= Material =
****************
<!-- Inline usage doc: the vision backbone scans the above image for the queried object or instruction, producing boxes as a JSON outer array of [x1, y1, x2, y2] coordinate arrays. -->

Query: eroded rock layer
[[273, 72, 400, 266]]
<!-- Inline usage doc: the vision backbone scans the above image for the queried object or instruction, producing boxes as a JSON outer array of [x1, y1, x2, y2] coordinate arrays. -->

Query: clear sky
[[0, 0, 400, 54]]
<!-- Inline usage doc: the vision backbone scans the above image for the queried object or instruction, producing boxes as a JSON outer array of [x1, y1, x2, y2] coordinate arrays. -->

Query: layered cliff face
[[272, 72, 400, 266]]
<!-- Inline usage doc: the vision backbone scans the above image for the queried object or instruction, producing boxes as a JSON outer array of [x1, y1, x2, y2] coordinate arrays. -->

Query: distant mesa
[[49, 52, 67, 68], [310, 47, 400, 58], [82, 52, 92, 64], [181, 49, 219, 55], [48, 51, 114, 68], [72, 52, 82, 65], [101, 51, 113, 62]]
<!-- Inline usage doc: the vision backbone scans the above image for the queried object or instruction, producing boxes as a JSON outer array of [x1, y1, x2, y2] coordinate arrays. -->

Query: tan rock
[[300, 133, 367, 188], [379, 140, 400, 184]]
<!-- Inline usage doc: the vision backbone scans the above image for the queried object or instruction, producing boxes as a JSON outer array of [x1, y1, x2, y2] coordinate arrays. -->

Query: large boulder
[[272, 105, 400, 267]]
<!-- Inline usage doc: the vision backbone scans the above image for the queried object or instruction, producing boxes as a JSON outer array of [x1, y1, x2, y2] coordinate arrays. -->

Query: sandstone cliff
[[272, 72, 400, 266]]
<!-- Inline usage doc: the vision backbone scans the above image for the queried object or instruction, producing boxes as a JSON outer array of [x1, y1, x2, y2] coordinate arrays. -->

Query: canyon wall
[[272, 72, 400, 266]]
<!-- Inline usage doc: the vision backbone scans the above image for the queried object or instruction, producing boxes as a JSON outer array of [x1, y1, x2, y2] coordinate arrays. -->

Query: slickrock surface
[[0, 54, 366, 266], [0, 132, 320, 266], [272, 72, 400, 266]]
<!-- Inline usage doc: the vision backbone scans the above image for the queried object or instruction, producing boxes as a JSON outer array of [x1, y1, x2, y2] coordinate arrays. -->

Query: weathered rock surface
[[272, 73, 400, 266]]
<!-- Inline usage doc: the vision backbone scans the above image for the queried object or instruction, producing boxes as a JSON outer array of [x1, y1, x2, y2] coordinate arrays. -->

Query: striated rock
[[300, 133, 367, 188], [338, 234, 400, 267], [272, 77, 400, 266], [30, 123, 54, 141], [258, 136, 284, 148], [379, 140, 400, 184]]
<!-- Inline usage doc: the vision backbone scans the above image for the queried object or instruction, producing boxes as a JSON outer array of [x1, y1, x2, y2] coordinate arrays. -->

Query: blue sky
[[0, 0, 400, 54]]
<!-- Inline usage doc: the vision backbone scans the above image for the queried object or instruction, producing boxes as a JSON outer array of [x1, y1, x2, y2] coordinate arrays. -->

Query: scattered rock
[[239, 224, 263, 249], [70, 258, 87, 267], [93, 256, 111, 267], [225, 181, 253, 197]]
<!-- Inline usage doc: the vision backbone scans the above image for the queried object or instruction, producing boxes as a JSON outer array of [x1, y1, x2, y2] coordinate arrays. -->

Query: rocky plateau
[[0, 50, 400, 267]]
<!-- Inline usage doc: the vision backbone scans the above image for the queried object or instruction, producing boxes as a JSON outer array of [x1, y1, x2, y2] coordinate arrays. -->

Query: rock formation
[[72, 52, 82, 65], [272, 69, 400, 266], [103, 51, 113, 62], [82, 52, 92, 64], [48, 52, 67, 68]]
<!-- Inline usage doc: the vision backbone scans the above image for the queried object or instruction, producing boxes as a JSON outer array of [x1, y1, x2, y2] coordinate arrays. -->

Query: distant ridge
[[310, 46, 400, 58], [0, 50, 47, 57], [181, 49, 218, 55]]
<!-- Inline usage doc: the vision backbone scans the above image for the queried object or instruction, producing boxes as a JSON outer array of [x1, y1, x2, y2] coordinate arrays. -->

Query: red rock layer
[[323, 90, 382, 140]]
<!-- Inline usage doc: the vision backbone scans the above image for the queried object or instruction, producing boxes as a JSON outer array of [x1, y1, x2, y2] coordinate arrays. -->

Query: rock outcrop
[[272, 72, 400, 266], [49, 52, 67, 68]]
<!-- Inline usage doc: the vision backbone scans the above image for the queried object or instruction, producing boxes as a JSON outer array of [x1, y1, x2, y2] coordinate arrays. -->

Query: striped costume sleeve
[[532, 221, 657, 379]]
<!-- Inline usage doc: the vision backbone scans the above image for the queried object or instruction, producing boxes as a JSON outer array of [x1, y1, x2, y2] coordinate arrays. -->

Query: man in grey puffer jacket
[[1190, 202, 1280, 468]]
****************
Using the data above, repeat every line exactly.

<!-- Inline usage doc: the vision backbone scans the above image for the queried object or instruction, producing boxes as a JSON outer array of [x1, y1, x2, y2] coordinate arrays. -->

Query: eroded rock layer
[[273, 72, 400, 266]]
<!-- Inline usage doc: the vision backbone scans the above image for the queried object or instruction, producing boxes as a JSON outer array of [x1, y1, x2, y2] coordinate arrays. -->

Query: clear sky
[[0, 0, 400, 54]]
<!-- Inline usage doc: the vision backbone scans the above image for the queried object or instruction, producing boxes as a JSON outer array of [x1, y1, x2, y2] coordinate arrays. -->

Query: layered cliff face
[[272, 72, 400, 266]]
<!-- Inline usage doc: the vision backbone scans the above image for the queried object or instruction, producing boxes as a JSON outer array of [x1, y1, x2, y2] coordinate arrays. -->

Query: distant mesa
[[49, 52, 67, 68], [310, 47, 400, 58], [82, 52, 92, 64], [181, 49, 219, 55], [48, 51, 114, 68], [72, 52, 82, 65], [101, 51, 113, 62]]
<!-- Inline usage doc: the vision backbone scans the above image for the queried object or instruction, producing boxes as a JSON outer array of [x1, y1, x2, y2] coordinate arrays. -->

Query: tan rock
[[300, 133, 367, 188], [379, 140, 400, 184]]
<!-- Inline usage doc: the vision backbone scans the above image for the queried object or instruction, producing boxes as a JSON outer array of [x1, y1, x2, y2] coordinate arrays. -->

Query: large boulder
[[272, 105, 400, 267]]
<!-- Inline usage doc: the vision backbone scans the above image for the queried object or instruction, producing boxes as a JSON outer array of [x1, y1, x2, y2] coordinate arrays. -->

Query: sandstone cliff
[[272, 72, 400, 266]]
<!-- Inline usage doc: the vision backbone scans the above image for the queried object or instruction, producing boxes as a JSON outer array of [x1, y1, x2, y2] coordinate arrays. -->

Query: canyon wall
[[272, 72, 400, 266]]
<!-- Inline usage doc: the vision backbone scans the above image for the queried object or instruction, producing boxes as a JSON outer array of [x1, y1, x2, y2] coordinate arrays. -->

Query: slickrock surface
[[0, 54, 366, 266], [0, 132, 320, 266], [272, 72, 400, 266]]
<!-- Inline usage doc: the vision backbone scans the above image for the queried object or instruction, producing boxes as a JSON outer array of [x1, y1, x2, y2] coordinate arrays. -->

Query: weathered rock surface
[[272, 73, 400, 266]]
<!-- Inline usage doc: the vision backbone scans the above image for the queried object or instruction, producing boxes as a JSON outer array of [x1, y1, x2, y2] coordinate arrays. -->

Query: striated rock
[[300, 133, 367, 188], [338, 234, 400, 267], [272, 77, 400, 266], [30, 123, 54, 141], [258, 136, 284, 148], [379, 140, 400, 184]]
<!-- Inline usage doc: the vision backbone scans the above image for the queried object or instruction, producing boxes as a JSON outer array of [x1, y1, x2, y2] coordinate arrays. -->

Query: blue sky
[[0, 0, 400, 54]]
<!-- Inline usage doc: the vision backbone scans the above image for the queried object or instruction, producing boxes as a JSON outer array of [x1, y1, x2, y2] coordinate arrays. -->

Query: scattered rock
[[239, 224, 263, 249], [70, 258, 87, 267], [93, 256, 111, 267], [225, 181, 253, 197]]
<!-- Inline usage doc: the vision backbone scans the above image for the queried object or instruction, producing boxes as a JSON outer array of [x1, y1, x2, y2] coordinate arrays. -->

Query: rocky plateau
[[0, 50, 400, 267]]
<!-- Inline usage doc: the vision backbone scans the above image for the queried object or instruction, producing boxes as a JSON outer array of [x1, y1, x2, y2] coordinate arrays. -->

Query: rock formation
[[72, 52, 82, 65], [272, 69, 400, 266], [103, 51, 113, 62], [82, 52, 92, 64], [48, 52, 67, 68]]
<!-- Inline usage doc: the vision backbone scans the above image for the queried object or instruction, producing boxes as a JSON outer array of [x1, y1, x2, y2] coordinate arrays. -->

Query: distant ridge
[[310, 46, 400, 58], [0, 50, 47, 57], [181, 49, 218, 55]]
<!-- Inline usage doc: the vision backbone scans the above image for the queried object or instruction, producing boxes as a JSON outer array of [x1, y1, x2, y2] coordinate arrays. -->

Query: red rock layer
[[323, 90, 382, 140]]
<!-- Inline usage doc: the vision backbone scans the above image for the queried object or instruction, producing boxes as a JSON outer array of [x1, y1, x2, y2] coordinate arrays. -->

Query: rock outcrop
[[272, 72, 400, 266], [49, 52, 67, 68]]
<!-- Inline usage doc: the vision backbone scans the above image for the queried object or instruction, producing boxes as a JSON outer array of [x1, y1, x2, y2] coordinate arrays. -->

Query: striped costume sleeve
[[532, 221, 657, 379]]
<!-- Inline usage doc: the vision backbone scans the above image for the queried object or instruction, producing boxes as a JSON outer array of [x1, y1, x2, y2] coordinate arrays. -->

Query: man in grey puffer jacket
[[1190, 202, 1280, 468]]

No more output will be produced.